How many lines of the listing below contain the string "shirt"? Case counts. Reply with the number alone.

>> Start Dataset entries

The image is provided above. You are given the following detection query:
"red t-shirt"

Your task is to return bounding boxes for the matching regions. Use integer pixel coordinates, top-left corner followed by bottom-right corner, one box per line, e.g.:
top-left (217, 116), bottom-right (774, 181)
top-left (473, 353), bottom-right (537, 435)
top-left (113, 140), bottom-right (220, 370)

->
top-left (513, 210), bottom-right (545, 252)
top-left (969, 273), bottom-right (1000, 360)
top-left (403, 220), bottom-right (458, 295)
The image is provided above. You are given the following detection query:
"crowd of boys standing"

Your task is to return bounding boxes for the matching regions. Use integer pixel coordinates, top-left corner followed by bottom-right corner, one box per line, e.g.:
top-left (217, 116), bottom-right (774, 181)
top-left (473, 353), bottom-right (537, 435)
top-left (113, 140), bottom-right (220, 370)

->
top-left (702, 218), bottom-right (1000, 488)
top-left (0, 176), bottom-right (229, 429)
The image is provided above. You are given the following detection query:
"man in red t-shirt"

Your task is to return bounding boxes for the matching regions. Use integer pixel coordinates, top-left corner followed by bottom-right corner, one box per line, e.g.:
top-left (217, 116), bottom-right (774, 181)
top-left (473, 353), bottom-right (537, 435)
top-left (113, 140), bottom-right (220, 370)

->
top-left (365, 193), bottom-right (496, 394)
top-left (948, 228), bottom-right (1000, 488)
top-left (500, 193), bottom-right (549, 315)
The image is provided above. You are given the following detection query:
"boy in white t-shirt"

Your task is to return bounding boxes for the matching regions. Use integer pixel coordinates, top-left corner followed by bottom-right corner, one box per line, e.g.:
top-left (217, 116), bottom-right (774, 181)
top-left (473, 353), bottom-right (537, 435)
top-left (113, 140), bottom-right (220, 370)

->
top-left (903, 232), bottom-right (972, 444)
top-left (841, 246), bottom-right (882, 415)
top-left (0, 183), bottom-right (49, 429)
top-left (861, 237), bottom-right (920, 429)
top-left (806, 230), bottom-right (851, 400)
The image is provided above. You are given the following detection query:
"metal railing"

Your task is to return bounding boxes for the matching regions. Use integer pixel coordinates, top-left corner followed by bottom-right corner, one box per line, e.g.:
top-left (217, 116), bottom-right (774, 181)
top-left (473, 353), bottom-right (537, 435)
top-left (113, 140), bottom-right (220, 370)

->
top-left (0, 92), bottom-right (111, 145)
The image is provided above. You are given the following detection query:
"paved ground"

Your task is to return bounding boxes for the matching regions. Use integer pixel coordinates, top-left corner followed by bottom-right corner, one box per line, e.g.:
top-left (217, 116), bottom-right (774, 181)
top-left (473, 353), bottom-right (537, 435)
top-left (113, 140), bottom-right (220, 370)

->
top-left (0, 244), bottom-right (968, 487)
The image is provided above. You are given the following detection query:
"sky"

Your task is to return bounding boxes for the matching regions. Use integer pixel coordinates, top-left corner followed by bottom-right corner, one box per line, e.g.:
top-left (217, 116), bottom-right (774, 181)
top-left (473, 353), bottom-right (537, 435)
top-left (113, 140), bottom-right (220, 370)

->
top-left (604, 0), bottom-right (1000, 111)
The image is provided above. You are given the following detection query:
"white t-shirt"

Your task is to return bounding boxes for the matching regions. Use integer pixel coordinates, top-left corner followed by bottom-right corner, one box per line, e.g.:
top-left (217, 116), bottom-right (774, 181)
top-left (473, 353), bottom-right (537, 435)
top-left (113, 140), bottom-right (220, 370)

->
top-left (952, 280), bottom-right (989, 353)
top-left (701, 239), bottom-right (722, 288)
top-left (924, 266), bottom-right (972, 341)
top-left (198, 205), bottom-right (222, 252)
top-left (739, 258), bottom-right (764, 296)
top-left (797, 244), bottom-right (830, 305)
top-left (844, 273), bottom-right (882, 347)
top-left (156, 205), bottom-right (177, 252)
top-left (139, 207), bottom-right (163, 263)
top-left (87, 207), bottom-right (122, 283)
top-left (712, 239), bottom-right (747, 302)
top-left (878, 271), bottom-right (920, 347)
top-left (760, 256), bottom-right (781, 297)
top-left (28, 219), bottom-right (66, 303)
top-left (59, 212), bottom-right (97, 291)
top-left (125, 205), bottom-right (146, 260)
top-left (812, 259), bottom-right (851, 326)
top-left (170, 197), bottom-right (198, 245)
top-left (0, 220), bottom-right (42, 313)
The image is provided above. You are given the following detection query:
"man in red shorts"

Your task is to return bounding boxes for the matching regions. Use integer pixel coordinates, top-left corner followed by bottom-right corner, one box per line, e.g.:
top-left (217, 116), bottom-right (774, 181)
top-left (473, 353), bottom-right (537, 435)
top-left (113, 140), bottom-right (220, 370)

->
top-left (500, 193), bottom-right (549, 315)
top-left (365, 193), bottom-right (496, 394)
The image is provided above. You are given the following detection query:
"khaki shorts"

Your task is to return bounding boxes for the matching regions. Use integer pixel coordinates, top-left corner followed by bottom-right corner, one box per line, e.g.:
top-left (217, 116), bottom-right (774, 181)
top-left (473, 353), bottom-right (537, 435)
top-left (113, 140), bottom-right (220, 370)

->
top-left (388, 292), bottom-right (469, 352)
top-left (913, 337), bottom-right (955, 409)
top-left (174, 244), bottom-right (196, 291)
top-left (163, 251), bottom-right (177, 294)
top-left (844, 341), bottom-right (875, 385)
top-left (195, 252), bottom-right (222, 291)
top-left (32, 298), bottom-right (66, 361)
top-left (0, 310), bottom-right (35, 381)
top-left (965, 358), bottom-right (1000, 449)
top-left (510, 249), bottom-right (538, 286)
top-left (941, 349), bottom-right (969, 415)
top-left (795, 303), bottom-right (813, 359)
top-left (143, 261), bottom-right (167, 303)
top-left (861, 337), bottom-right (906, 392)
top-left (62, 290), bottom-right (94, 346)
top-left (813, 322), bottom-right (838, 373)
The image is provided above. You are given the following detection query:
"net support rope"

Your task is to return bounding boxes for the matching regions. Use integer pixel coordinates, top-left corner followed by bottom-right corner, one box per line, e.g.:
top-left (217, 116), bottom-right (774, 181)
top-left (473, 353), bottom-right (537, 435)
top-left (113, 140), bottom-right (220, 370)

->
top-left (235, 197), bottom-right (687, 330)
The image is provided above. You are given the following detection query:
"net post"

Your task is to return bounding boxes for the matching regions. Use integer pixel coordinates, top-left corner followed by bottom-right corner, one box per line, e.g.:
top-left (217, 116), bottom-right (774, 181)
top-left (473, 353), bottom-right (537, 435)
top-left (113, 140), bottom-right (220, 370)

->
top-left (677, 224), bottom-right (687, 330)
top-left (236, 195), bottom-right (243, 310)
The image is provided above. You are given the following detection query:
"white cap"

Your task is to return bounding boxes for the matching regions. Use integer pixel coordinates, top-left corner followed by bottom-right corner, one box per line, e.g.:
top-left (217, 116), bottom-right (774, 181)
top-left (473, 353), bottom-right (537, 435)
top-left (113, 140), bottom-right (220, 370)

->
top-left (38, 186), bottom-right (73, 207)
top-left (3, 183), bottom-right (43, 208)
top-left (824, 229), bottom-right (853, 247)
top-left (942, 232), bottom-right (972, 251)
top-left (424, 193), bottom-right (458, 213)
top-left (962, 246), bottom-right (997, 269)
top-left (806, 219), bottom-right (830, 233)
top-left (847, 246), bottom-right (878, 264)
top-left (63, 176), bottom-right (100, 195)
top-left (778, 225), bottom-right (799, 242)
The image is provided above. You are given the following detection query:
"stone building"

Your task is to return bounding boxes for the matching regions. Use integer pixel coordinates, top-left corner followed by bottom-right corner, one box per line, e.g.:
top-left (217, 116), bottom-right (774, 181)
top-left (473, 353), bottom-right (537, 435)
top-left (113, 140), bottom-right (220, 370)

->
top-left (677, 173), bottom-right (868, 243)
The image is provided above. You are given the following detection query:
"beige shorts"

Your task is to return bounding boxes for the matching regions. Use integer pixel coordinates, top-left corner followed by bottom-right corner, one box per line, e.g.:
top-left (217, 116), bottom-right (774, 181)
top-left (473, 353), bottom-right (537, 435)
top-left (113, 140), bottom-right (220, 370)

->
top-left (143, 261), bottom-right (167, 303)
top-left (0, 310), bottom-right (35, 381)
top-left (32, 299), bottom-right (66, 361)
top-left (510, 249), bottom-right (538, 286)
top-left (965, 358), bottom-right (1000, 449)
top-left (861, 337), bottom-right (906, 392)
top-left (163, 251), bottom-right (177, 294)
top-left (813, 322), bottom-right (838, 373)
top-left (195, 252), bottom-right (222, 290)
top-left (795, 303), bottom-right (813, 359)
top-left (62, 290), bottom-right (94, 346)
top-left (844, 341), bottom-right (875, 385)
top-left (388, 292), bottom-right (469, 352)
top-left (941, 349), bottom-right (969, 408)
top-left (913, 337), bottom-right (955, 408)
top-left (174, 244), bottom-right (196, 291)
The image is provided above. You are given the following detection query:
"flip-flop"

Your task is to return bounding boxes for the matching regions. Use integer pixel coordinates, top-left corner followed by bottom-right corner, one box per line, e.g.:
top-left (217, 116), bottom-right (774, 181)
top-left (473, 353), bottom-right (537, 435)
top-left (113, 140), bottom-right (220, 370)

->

>> End Dataset entries

Full response:
4